Your goal = Restate the entries word for word, leaving nothing out.

***** Supplied records

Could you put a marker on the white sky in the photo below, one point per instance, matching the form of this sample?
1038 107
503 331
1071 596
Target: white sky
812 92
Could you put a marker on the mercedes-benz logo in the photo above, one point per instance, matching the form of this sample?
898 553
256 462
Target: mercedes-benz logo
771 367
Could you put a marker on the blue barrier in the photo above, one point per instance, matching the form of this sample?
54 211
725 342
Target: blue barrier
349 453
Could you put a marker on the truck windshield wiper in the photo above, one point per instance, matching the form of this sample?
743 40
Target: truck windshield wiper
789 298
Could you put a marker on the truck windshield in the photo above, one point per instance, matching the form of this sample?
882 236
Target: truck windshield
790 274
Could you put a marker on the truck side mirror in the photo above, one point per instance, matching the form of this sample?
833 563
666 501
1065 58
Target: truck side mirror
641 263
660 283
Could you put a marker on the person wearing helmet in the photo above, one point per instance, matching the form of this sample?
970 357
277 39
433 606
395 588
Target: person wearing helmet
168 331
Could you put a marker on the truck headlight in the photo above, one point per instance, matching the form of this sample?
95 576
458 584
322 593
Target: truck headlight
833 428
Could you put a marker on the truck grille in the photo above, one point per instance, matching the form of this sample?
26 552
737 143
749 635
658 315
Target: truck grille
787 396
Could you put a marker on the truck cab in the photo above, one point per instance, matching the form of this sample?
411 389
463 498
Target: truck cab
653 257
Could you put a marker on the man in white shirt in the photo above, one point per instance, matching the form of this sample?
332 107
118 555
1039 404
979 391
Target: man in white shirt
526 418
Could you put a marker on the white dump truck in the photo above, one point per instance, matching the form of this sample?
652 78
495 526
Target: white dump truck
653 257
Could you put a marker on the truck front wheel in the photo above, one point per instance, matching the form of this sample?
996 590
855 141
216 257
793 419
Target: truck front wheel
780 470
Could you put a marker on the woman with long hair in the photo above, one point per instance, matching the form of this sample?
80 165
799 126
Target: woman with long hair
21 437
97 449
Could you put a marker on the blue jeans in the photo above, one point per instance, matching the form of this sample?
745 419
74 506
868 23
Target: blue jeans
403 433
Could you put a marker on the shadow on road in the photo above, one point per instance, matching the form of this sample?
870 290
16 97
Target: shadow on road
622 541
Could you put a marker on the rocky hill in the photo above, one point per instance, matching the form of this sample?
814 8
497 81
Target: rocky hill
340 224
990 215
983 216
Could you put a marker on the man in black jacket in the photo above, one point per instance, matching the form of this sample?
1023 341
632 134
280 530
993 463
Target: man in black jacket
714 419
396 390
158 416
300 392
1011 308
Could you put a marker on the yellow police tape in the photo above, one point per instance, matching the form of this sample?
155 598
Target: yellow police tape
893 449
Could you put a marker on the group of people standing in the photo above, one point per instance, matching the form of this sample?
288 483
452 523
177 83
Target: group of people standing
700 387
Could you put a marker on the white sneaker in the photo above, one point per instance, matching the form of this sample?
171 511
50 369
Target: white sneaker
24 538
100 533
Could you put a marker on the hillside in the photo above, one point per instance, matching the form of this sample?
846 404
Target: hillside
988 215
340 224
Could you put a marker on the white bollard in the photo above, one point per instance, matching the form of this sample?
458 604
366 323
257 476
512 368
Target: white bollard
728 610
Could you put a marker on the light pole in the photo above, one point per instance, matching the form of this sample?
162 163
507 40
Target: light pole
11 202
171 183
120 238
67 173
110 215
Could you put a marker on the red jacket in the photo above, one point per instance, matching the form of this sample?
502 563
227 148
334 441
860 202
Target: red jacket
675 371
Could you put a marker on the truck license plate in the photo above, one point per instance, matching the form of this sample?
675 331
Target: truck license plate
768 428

**********

Solution for this problem =
Could you put a marker on the white sky in the photo below, one point per instance, matching the form of this sample?
1038 107
503 331
1071 596
Target: white sky
812 92
Could you put a marker on the mercedes-benz logo in the photo above, one point per instance, matching the form of this sample?
898 553
256 462
Target: mercedes-benz logo
771 367
Could you put a marker on the blue barrier in the photo above, one point per instance, matching the form of this sample?
54 211
725 342
Target: blue barrier
349 453
Could you put a marker on the truck windshield wiper in the photo above, one point per instance, matching the form of this sample?
743 40
Target: truck windshield wiper
789 298
Could you put a marker on the truck windshield in the photo above, one point per instance, matching the form of this sample?
882 236
Target: truck windshield
790 274
Could you put a marker on the truck side mirror in the photo above, one point per instance, matching the form of this sample?
833 563
666 501
1065 58
Target: truck side mirror
641 263
660 283
Could you put a marker on the person wearing helmet in the photo above, one point per instance, matching the form of this sample?
970 357
277 39
433 606
395 588
Target: person wearing helmet
168 331
Could you put a marker on the truck headlight in the photo above, one point per instance, matching the form of this sample?
95 576
458 584
322 593
Target: truck headlight
833 428
Could you put a marker on the truck grille in the photo above, one point per instance, matching the form of this sample?
26 552
737 143
749 635
658 315
Target: truck grille
787 396
Could you put a marker on the truck cab in the photo above, one point per instance, matching the form of this sample?
411 389
463 498
Target: truck cab
653 257
Could you put a marker on the man in white shirt in the photo above, one point per instance, matching the form of this sample?
332 107
118 555
1039 404
979 391
Target: man in white shirt
526 418
Could you put a marker on the white dump truck in the photo above, one point per instance, matching the form of this sample?
652 78
495 526
Target: white dump truck
653 257
Could you put a marker on the truck front wheel in the photo above, one point per instance, matching the form of this sample?
996 590
855 141
216 257
793 419
Target: truck front wheel
780 470
Could you put a marker on the woman with long hair in the photo above, one point per instance, matching the form of this sample?
80 165
799 126
Target: woman with long hair
21 437
97 449
Could you put a marker on the blue jeans in the photo above, one point per instance, matching the form of this sample?
745 419
74 506
868 23
Target: blue jeans
403 433
Could you put a marker on the shadow on road in the photo above, one point per instance, matching the form of this sample?
870 290
16 97
Target: shadow on road
622 541
Could you put a marker on the rocky hill in the photo above, one point per instance, matching the form of this sample?
814 8
497 81
Target: rocky hill
340 224
990 215
983 216
Could you put a marker on the man in black jacket in the photo above, one point per instance, matching the form of this sample?
1023 341
632 134
280 530
993 463
Target: man in black jacket
714 419
396 390
158 416
300 392
1011 308
Could you put a marker on the yellow police tape in the photo above, one point per instance, matching the form of this sample?
155 598
Target: yellow police tape
893 449
Could you put a marker on the group of people standing in the photo above, one point per instance, matching the form of this sample?
288 483
452 523
177 83
Target: group of people standing
700 387
Could you put a marker on the white sneaker in the photo above, one point per instance, matching the form of this sample?
171 511
50 369
Target: white sneaker
24 538
100 533
Could you put a marker on the hillside in the photo above, one point per instance, matching the form of this sample?
846 404
Target: hillside
988 215
340 224
Could you put a marker on the white bollard in the photo above, one point per instance, matching the form of this sample?
458 604
366 323
257 476
512 368
Target: white bollard
728 610
Could you put a marker on the light pole in the photo above, one point per instance, matching the form of this sample?
162 163
507 40
Target: light pole
11 202
171 183
120 238
67 173
110 215
Could you put a marker on the red jacket in the photo above, one point per instance, matching the form of this sample?
502 563
227 148
334 441
860 202
Target: red jacket
675 371
Could you put a marker on the truck license plate in the photo above, one point per instance, matching the form of this sample?
675 331
Target: truck license plate
768 428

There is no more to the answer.